## TASK TO COMPLETE:
Reproduce the lines below, changing "shipping container" to "cargo container" everywhere it occurs and leaving all other text unchanged.

## DATA FOR THIS EXERCISE:
[START]

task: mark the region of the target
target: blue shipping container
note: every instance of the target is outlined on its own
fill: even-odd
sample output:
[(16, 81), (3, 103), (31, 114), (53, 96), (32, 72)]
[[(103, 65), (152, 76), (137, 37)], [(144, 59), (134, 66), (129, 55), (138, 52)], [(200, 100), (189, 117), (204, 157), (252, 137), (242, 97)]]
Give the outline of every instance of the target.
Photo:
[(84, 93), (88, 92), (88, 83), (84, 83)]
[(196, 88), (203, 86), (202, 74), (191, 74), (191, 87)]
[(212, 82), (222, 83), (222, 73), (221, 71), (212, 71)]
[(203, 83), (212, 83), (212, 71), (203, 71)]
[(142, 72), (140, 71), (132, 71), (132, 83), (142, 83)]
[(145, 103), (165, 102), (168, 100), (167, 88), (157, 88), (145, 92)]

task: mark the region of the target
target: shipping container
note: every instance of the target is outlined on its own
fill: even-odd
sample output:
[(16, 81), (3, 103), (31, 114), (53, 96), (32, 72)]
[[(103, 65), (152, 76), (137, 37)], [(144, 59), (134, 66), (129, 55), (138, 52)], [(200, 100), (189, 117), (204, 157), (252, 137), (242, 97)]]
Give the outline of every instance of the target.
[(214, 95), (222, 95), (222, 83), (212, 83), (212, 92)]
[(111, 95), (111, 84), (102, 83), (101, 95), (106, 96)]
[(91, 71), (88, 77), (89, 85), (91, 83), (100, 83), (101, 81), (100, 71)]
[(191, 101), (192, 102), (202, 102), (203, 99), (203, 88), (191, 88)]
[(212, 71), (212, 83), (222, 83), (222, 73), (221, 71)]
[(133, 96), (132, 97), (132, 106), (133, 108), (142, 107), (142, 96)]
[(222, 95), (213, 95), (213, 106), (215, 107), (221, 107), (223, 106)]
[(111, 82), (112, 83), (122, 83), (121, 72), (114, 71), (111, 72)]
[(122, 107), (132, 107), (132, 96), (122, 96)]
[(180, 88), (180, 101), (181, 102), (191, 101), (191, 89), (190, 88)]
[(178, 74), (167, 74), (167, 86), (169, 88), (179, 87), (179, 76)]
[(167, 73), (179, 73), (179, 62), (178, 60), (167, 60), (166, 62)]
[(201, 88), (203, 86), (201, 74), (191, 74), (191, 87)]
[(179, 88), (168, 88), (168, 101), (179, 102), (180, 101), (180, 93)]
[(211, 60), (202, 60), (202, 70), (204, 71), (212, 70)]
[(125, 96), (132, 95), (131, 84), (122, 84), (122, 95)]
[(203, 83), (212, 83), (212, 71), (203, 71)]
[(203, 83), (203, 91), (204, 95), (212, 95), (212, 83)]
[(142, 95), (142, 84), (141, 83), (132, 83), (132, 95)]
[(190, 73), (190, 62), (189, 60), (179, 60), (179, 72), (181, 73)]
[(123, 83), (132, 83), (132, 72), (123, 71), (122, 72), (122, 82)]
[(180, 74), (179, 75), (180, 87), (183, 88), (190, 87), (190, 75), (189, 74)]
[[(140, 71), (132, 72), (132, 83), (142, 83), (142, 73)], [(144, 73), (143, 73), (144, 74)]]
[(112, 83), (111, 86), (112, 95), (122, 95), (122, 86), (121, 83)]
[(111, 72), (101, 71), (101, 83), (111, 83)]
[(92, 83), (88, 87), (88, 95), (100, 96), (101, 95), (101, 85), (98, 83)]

[END]

## RESPONSE:
task: mark the region of the target
target: blue cargo container
note: every instance of the target is outlined on its own
fill: even-odd
sample output:
[(16, 81), (3, 103), (31, 114), (53, 96), (32, 72)]
[[(103, 65), (152, 76), (137, 37)], [(144, 59), (134, 66), (129, 55), (138, 52)], [(200, 100), (189, 117), (204, 157), (252, 137), (242, 97)]]
Give the outline of every instance of the target.
Photo:
[(84, 93), (88, 92), (88, 83), (84, 83)]
[(196, 88), (203, 86), (202, 74), (191, 74), (191, 87)]
[(212, 82), (222, 83), (222, 73), (221, 71), (212, 71)]
[(203, 83), (212, 83), (212, 71), (203, 71)]
[(142, 72), (140, 71), (132, 71), (132, 83), (142, 83)]
[(145, 103), (165, 102), (168, 100), (167, 88), (157, 88), (145, 92)]

task: mark the region of the target
target: cargo container
note: every instance of the target is outlined on its own
fill: even-odd
sample output:
[(16, 81), (3, 103), (31, 114), (53, 96), (32, 72)]
[[(103, 65), (152, 76), (137, 37)], [(144, 59), (134, 66), (129, 55), (138, 52)], [(200, 100), (189, 117), (204, 157), (252, 137), (242, 97)]]
Give the outline of every instance of the target.
[(214, 95), (222, 95), (222, 83), (212, 83), (212, 92)]
[(111, 95), (111, 84), (102, 83), (101, 95), (106, 96)]
[(91, 71), (88, 77), (89, 85), (91, 83), (100, 83), (101, 81), (100, 71)]
[(191, 101), (192, 102), (202, 102), (203, 99), (203, 88), (191, 88)]
[(212, 71), (212, 83), (222, 83), (222, 73), (221, 71)]
[(133, 96), (132, 97), (132, 106), (133, 108), (142, 107), (142, 96)]
[(222, 95), (213, 95), (213, 106), (215, 107), (221, 107), (223, 106)]
[(111, 82), (112, 83), (122, 83), (121, 72), (114, 71), (111, 72)]
[(122, 107), (132, 107), (132, 96), (122, 96)]
[(180, 88), (180, 101), (181, 102), (191, 101), (191, 89), (190, 88)]
[(178, 74), (167, 74), (167, 86), (169, 88), (179, 87), (179, 76)]
[(167, 73), (179, 73), (179, 62), (178, 60), (167, 60), (166, 62)]
[(201, 88), (203, 86), (201, 74), (191, 74), (191, 87)]
[(179, 88), (168, 88), (168, 101), (179, 102), (180, 101), (180, 93)]
[(211, 60), (202, 60), (202, 70), (204, 71), (212, 70)]
[(125, 96), (132, 95), (131, 84), (122, 84), (122, 95)]
[(203, 83), (212, 83), (212, 71), (203, 71)]
[(203, 83), (203, 91), (204, 95), (212, 95), (212, 83)]
[(142, 95), (142, 84), (141, 83), (132, 83), (132, 95)]
[(190, 73), (190, 62), (189, 60), (179, 60), (179, 72), (181, 73)]
[(123, 83), (132, 83), (132, 72), (123, 71), (122, 72), (122, 82)]
[(180, 74), (179, 75), (180, 87), (183, 88), (190, 87), (190, 75), (189, 74)]
[[(140, 71), (132, 72), (132, 83), (142, 83), (142, 73)], [(144, 73), (143, 73), (144, 74)]]
[(112, 83), (111, 86), (112, 95), (122, 95), (122, 86), (121, 83)]
[(111, 72), (101, 71), (101, 83), (111, 83)]
[(92, 83), (88, 87), (88, 95), (100, 96), (101, 95), (101, 85), (98, 83)]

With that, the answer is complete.